17 de diciembre de 2010

Confesiones

Era ridículo, una muestra más de mi apoteósica inmadurez, de mis sueños desesperados y de mis ilusiones inventadas; convenciéndome  de su naturaleza hasta creerlas ciertas, hasta vivirlas y sufrirlas. Nadie lo sabe mejor que tú que solo curioseabas, jugueteabas con el morbo y con las normas; se despertaba en ti el apetito por lo prohibido y te gustaba su aroma, te divertía; disimulabas, rondabas el territorio marcado, te extasiabas pues atacabas a una presa fácil, a un iluso, a uno de esos ingenuos que aún creen en el amor y en la sinceridad, de los que piensan que la hipocresía es algo de lo que deberíamos huir, convirtiendo en instintos nuestra razón, uno de esos que sueñan demasiado y viven apenas. 
Nadie lo sabe mejor que tú que fuiste víctima de tu juego. Necesitabas reglas, algo a lo que obedecer, pero no supiste afrontarlo; no sabes obligarte, no sabes inventar un orden, necesitas uno impuesto y perdiste el control, tu juego sabía a inocencia, a pureza, a esa pureza que añorabas, a esa inocencia que ni siquiera recuerdas y te embrujó, te embriagaste de pasión muda, de represión de instintos y razón.

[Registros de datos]
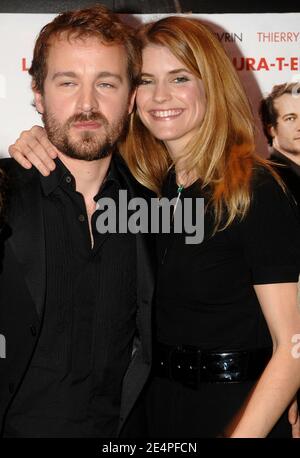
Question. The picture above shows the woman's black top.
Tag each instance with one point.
(205, 295)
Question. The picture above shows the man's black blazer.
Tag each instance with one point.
(23, 280)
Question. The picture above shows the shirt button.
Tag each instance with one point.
(11, 387)
(33, 330)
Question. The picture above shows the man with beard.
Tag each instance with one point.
(75, 304)
(280, 115)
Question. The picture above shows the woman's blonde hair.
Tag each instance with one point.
(222, 152)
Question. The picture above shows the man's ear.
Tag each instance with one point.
(38, 99)
(131, 101)
(272, 131)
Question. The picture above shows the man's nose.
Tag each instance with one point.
(161, 93)
(87, 100)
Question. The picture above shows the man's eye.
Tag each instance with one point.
(144, 82)
(108, 85)
(67, 83)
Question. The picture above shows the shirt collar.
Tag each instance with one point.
(291, 164)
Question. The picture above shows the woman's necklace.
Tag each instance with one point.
(179, 191)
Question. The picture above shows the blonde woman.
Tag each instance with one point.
(226, 311)
(3, 186)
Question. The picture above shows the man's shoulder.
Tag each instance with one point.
(138, 189)
(16, 173)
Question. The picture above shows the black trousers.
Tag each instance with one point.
(176, 411)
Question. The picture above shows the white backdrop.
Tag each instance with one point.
(264, 48)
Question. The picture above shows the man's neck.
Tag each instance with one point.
(291, 156)
(89, 175)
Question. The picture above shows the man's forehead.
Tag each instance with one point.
(74, 40)
(287, 103)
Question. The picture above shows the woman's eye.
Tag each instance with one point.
(181, 79)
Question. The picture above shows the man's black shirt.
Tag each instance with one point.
(73, 385)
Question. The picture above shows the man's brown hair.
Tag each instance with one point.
(96, 21)
(267, 110)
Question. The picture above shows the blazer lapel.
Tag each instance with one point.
(27, 239)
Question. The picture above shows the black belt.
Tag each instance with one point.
(190, 365)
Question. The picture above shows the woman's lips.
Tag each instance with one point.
(162, 115)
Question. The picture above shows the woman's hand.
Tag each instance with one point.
(294, 419)
(34, 148)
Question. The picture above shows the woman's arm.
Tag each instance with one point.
(34, 148)
(280, 380)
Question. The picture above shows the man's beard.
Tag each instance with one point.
(91, 145)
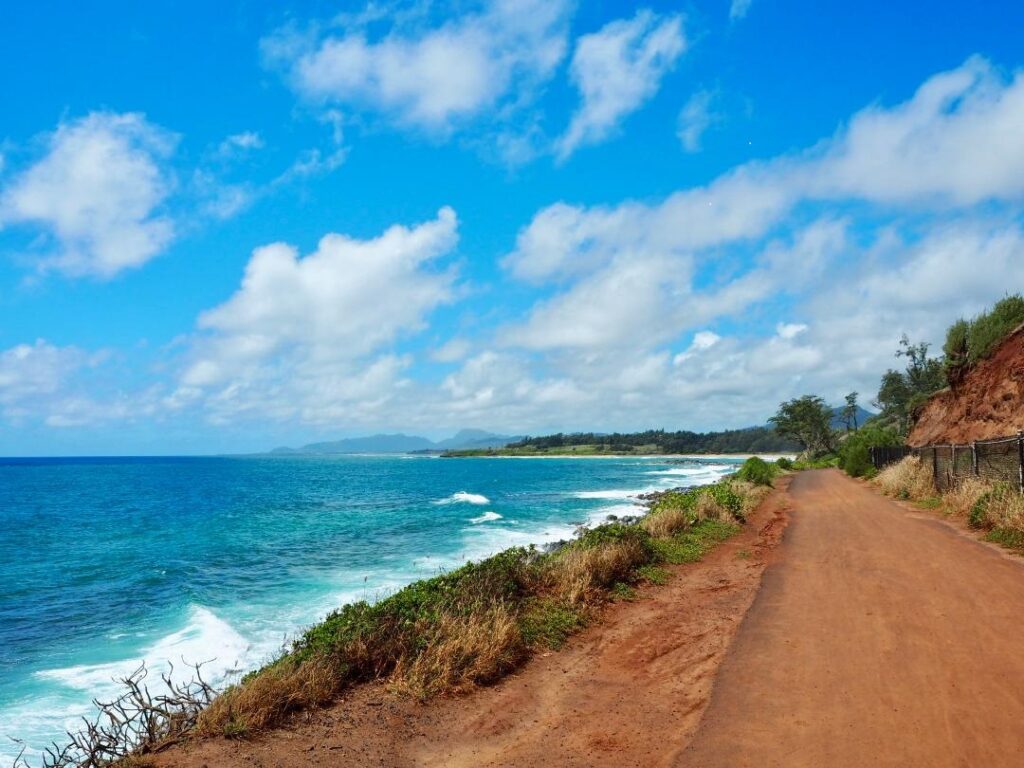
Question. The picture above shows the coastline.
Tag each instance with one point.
(635, 682)
(653, 457)
(592, 542)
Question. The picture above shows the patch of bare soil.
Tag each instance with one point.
(989, 402)
(881, 637)
(628, 691)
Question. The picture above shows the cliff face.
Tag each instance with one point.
(988, 402)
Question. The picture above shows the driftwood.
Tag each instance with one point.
(135, 723)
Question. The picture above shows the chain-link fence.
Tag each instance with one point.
(999, 460)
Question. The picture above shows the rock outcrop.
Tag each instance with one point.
(987, 402)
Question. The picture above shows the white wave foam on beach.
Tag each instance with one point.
(463, 498)
(485, 517)
(717, 469)
(205, 638)
(608, 494)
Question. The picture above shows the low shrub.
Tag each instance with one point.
(757, 471)
(855, 451)
(475, 624)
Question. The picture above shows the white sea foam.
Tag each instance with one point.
(463, 498)
(608, 494)
(485, 517)
(205, 638)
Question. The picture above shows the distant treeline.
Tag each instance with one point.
(750, 440)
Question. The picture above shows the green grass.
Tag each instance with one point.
(1010, 539)
(653, 573)
(691, 545)
(474, 625)
(548, 624)
(623, 591)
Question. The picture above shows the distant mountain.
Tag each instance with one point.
(401, 443)
(839, 422)
(475, 438)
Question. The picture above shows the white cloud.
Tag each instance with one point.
(44, 382)
(239, 144)
(430, 77)
(790, 331)
(616, 70)
(453, 350)
(694, 119)
(97, 194)
(626, 268)
(738, 9)
(308, 337)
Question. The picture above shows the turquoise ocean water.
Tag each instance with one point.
(105, 562)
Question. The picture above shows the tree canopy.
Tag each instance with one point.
(808, 421)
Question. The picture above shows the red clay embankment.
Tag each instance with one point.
(989, 402)
(627, 692)
(881, 637)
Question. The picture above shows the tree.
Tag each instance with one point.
(901, 392)
(850, 412)
(808, 421)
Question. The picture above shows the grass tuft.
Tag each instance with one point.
(907, 479)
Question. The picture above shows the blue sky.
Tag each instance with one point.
(225, 226)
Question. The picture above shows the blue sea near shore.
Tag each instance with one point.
(104, 562)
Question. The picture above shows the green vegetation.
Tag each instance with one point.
(808, 421)
(752, 440)
(969, 342)
(855, 452)
(996, 508)
(475, 624)
(902, 392)
(758, 471)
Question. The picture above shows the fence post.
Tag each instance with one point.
(1020, 460)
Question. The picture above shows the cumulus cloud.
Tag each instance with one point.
(738, 9)
(97, 195)
(307, 337)
(616, 70)
(239, 144)
(43, 382)
(694, 119)
(429, 76)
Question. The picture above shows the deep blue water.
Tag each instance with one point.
(108, 561)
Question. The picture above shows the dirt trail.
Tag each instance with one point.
(883, 637)
(629, 691)
(880, 636)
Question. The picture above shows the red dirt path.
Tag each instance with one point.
(880, 636)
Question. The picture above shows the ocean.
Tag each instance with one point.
(107, 562)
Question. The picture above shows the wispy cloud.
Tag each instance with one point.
(616, 70)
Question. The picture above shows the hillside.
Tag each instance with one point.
(401, 443)
(751, 440)
(987, 402)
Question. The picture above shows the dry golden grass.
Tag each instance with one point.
(907, 478)
(457, 631)
(752, 495)
(666, 522)
(574, 576)
(961, 500)
(462, 652)
(1005, 508)
(265, 698)
(708, 508)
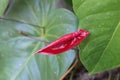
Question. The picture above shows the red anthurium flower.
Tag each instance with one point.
(65, 42)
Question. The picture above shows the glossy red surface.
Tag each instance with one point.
(65, 42)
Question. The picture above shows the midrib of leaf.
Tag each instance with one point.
(106, 47)
(22, 67)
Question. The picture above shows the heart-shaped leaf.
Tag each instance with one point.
(18, 60)
(3, 5)
(101, 50)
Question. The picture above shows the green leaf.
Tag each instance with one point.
(3, 5)
(100, 51)
(18, 60)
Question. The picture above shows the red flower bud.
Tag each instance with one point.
(65, 42)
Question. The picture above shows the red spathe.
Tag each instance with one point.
(64, 43)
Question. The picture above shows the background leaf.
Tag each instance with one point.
(18, 60)
(3, 5)
(101, 50)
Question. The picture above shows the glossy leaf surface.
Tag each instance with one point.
(100, 51)
(3, 5)
(18, 60)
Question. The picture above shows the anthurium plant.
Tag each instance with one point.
(39, 41)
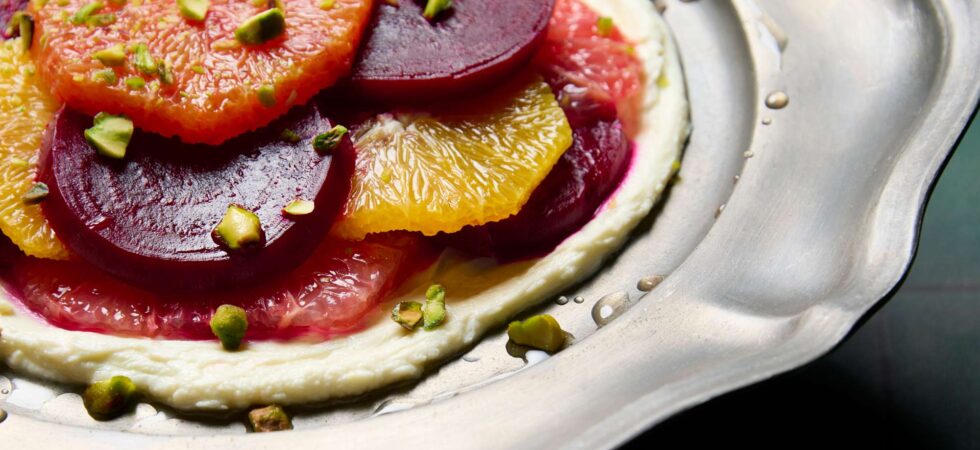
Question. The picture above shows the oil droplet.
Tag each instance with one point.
(777, 100)
(610, 307)
(646, 284)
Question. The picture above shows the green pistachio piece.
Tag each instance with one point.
(112, 57)
(108, 399)
(603, 26)
(435, 7)
(135, 83)
(101, 20)
(110, 135)
(326, 142)
(194, 9)
(298, 208)
(407, 314)
(229, 324)
(82, 15)
(239, 229)
(270, 418)
(143, 60)
(267, 95)
(434, 311)
(26, 28)
(262, 27)
(541, 332)
(36, 194)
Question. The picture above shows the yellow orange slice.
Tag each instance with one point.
(468, 165)
(26, 107)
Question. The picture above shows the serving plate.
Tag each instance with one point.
(819, 127)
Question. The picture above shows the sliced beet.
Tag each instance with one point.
(405, 57)
(587, 173)
(147, 219)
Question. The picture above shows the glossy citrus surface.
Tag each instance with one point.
(441, 170)
(214, 91)
(25, 110)
(579, 54)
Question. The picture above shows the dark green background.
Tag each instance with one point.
(908, 377)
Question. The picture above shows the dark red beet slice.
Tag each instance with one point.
(569, 196)
(148, 219)
(405, 57)
(330, 293)
(7, 9)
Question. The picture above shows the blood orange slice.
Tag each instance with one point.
(330, 293)
(208, 87)
(585, 54)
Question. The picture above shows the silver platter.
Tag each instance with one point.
(763, 274)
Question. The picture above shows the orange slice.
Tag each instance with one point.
(439, 171)
(26, 107)
(215, 87)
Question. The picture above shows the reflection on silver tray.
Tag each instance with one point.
(819, 127)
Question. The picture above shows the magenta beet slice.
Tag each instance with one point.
(148, 219)
(7, 9)
(405, 57)
(330, 293)
(587, 173)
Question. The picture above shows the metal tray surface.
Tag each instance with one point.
(789, 222)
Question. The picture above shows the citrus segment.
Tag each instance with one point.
(25, 110)
(193, 79)
(585, 54)
(330, 293)
(441, 170)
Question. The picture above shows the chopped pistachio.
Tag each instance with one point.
(541, 332)
(270, 418)
(110, 135)
(26, 27)
(299, 208)
(290, 136)
(262, 27)
(435, 7)
(135, 83)
(434, 311)
(267, 95)
(194, 9)
(36, 194)
(603, 26)
(326, 142)
(166, 72)
(108, 399)
(239, 229)
(143, 60)
(229, 324)
(407, 314)
(101, 20)
(107, 76)
(112, 57)
(82, 15)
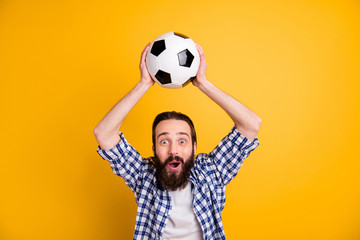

DETALLES DE LA TAREA: Cambia "presa fácil" por "presa sencilla" en el fragmento del texto que va de "Confesiones" a "y viven apenas.", ambos incluidos, y escríbelo completo, por favor. Responde apoyándote únicamente en el texto.

RESPUESTA A LA TAREA:
Confesiones

Era ridículo, una muestra más de mi apoteósica inmadurez, de mis sueños desesperados y de mis ilusiones inventadas; convenciéndome  de su naturaleza hasta creerlas ciertas, hasta vivirlas y sufrirlas. Nadie lo sabe mejor que tú que solo curioseabas, jugueteabas con el morbo y con las normas; se despertaba en ti el apetito por lo prohibido y te gustaba su aroma, te divertía; disimulabas, rondabas el territorio marcado, te extasiabas pues atacabas a una presa sencilla, a un iluso, a uno de esos ingenuos que aún creen en el amor y en la sinceridad, de los que piensan que la hipocresía es algo de lo que deberíamos huir, convirtiendo en instintos nuestra razón, uno de esos que sueñan demasiado y viven apenas.